> [What the task asks]
Pull every line with "Need" from the material.
○ ○ ○ ○ ○ ○ ○
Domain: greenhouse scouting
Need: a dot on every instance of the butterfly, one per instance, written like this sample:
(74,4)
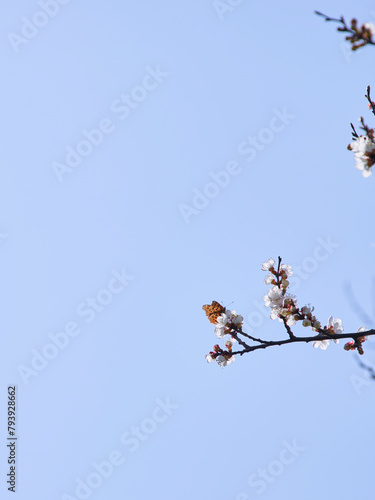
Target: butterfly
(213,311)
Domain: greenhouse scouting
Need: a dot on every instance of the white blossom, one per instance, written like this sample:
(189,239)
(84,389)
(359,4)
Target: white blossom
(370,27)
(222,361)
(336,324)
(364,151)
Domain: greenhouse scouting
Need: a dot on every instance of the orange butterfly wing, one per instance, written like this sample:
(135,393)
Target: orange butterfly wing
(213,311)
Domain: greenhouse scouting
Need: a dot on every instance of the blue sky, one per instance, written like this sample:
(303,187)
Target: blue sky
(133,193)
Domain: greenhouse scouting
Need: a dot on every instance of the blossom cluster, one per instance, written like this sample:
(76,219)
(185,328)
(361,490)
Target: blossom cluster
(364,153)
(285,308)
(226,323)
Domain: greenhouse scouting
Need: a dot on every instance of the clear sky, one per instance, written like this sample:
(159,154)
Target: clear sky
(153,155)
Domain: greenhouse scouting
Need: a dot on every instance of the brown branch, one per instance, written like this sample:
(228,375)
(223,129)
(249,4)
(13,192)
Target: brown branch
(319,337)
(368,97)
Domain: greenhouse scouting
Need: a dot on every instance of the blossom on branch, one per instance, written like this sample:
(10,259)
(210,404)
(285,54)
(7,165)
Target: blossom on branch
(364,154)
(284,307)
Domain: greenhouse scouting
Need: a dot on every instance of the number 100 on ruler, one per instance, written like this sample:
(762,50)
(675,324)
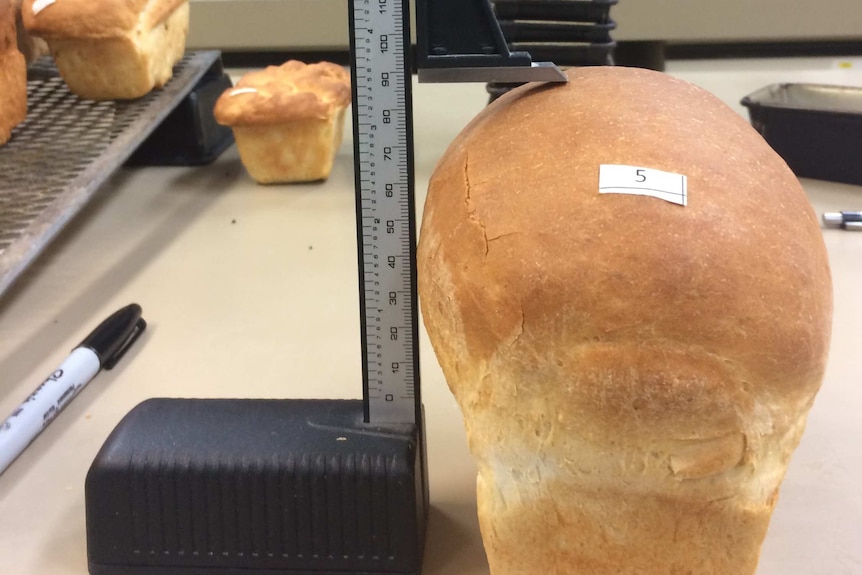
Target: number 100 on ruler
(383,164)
○ ○ ○ ○ ○ ○ ○
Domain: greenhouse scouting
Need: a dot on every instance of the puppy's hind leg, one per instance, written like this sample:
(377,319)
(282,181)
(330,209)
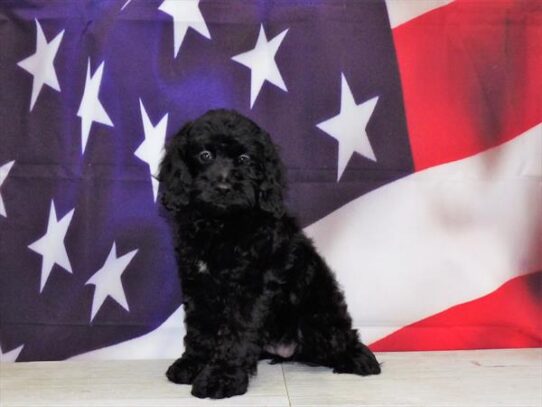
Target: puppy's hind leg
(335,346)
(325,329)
○ ○ ○ ○ ○ ○ ○
> [Response to this task]
Need: a dot on every instance of the butterfly, one per instance, written like this sample:
Need: a dot on every instance of the white blossom, one per instance, written like this sample:
Need: a dot on every instance of the orange butterfly wing, one per instance, written like this sample:
Need: a dot on every instance of the blue sky, one per instance, written like this sample:
Need: a dot on every instance of the blossom cluster, one per instance, written like this sample:
Need: a dot on every instance of the clear sky, one per instance, written like this sample:
Need: a dot on every instance of the brown branch, one per instance, written like this sample:
Need: a dot on every instance of the blossom on branch, one per instance, written like this sample:
Need: a dot on every instance of the number 100 on ruler, one per instance, written like this sample:
Need: a dot on every instance of the puppy's hind leg, one per instance, written like this sample:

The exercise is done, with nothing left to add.